"""

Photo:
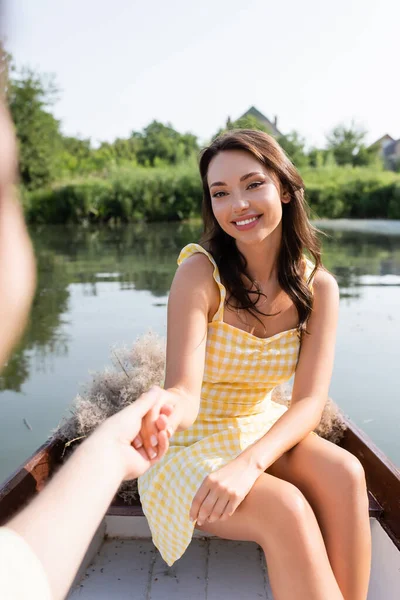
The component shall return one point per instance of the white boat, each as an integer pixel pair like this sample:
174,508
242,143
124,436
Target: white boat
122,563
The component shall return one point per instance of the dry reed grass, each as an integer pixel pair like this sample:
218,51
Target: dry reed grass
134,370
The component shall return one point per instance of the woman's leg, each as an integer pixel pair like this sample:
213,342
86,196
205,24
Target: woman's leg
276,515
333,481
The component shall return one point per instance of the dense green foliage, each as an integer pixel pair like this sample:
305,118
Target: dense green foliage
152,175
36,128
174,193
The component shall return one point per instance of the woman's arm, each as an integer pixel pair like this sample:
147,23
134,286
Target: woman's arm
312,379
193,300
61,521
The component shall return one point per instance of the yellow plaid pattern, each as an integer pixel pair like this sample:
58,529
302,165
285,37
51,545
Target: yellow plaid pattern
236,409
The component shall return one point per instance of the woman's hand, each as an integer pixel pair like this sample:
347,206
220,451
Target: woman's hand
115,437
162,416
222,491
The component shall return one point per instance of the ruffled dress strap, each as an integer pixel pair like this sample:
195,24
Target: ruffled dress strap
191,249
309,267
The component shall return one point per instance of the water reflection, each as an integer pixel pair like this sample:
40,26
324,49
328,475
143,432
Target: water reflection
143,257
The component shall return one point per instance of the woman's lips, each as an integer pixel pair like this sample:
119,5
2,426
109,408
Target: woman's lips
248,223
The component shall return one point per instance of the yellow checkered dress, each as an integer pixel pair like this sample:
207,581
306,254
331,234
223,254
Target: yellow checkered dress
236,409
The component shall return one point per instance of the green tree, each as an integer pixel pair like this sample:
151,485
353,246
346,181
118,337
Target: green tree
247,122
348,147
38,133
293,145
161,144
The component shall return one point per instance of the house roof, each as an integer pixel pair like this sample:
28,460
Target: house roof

"""

### Activity
Search the entries for the word "roof". Copy every line where it occurs.

### Result for this exercise
The component shall return one point per instance of the house roof, each as an integer pixel pair like this sample:
Target: house roof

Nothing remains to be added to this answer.